*Exercise passage*:
══════════════════════════════

While optimization is a common thread in many computational science problems, specifically those involved in fitting models to data, optimization is also all around us. In physics, the state with maximum entropy is the equilibrium state of matter; further, much of physics can be formulated as the nature finding systems trajectories that optimize the quantity known as action. Focusing on neuroscience, the trajectory that your arm will take in a reaching task can be predicted through optimization of time and applied force. And life itself cannot be understood without focusing on optimization of fitness -- the number of offsprings that reach maturity. In societies, from decisions made to individuals to policy choices, we keep on trying to optimize expected rates of return on our investments of time, energy, money. It's not surprising maybe that, since optimization is so broad and can account for so many natural and social phenomena, the most general optimization problem is far from solved.

In this class we, will provide just a simple survey of various useful optimization methods, specifically as they apply to fitting models to data. But there's much more to learn. You may want to read up on optimization in a canonical textbook Numerical Recipes (http://apps.nrbook.com/c/index.html -- look at the chapter on Optimization). However, don't overdo it -- the text book is aimed at beginning graduate students, and so goes into more details than we will cover in class.

## Blind fits: Empirical statistical models

The simplest fitting procedure that many of you are familiar with is linear regression, which you certainly have done in analysis of laboratory science classes. Here the model of data is not dynamic, but rather static. We are interested, in the simplest case, in the relation between two variables $x$ and $y$ . The simplest relation that one can postulate is that the variables are linearly dependent, $y=kx$ , with an unknown coefficient $k$ . One measures a set of pairs $(x_{i},y_{i})$ , $i=1,\dots N$ , and the goal is to find $k$ that produces the best fit line, the closest line to the observed points.

What do we mean by "the closest"? The distance between the observation, $y_{i}$ , and the fit line, ${\hat {y}}_{i}=kx_{i}$ is $\left|kx_{i}-y_{i}\right|$ . While other choices are possible, a common choice is to say that the sum of squares (S.O.S.) of distances between the observations and the fit line, ${\mathcal {L}}=\sum _{I=1}^{N}(kx_{i}-y_{i})^{2}$ , should be minimized over the parameter $k$ . We do this by taking the derivative of ${\mathcal {L}}$ with respect to $k$ , and setting the derivative to zero: ${\frac {d{\mathcal {L}}}{dk}}=\sum _{I=1}^{N}x_{i}(kx_{i}-y_{i})=0$ . This can be transformed to give us the optimal parameter value $k_{0}={\frac {\sum _{I=1}^{N}x_{i}y_{i}}{\sum _{I=1}^{N}x_{i}^{2}}}$ .

══════════════════════════════

*Data segment*:
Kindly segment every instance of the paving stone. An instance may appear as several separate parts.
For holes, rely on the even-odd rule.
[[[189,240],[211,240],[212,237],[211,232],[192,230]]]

══════════════════════════════

*Requirement 1*: List every resource that the optimization passage names as an investment whose expected rate of return people try to optimize.
*Requirement 2*: Transcribe the optimization passage from "In this class" up to and including "cover in class.".
*Requirement 3*: How does the optimization passage define fitness?

*Written solution 1*: time, energy, money

*Written solution 2*:
In this class we, will provide just a simple survey of various useful optimization methods, specifically as they apply to fitting models to data. But there's much more to learn. You may want to read up on optimization in a canonical textbook Numerical Recipes (http://apps.nrbook.com/c/index.html -- look at the chapter on Optimization). However, don't overdo it -- the text book is aimed at beginning graduate students, and so goes into more details than we will cover in class.

*Written solution 3*: As the number of offsprings that reach maturity.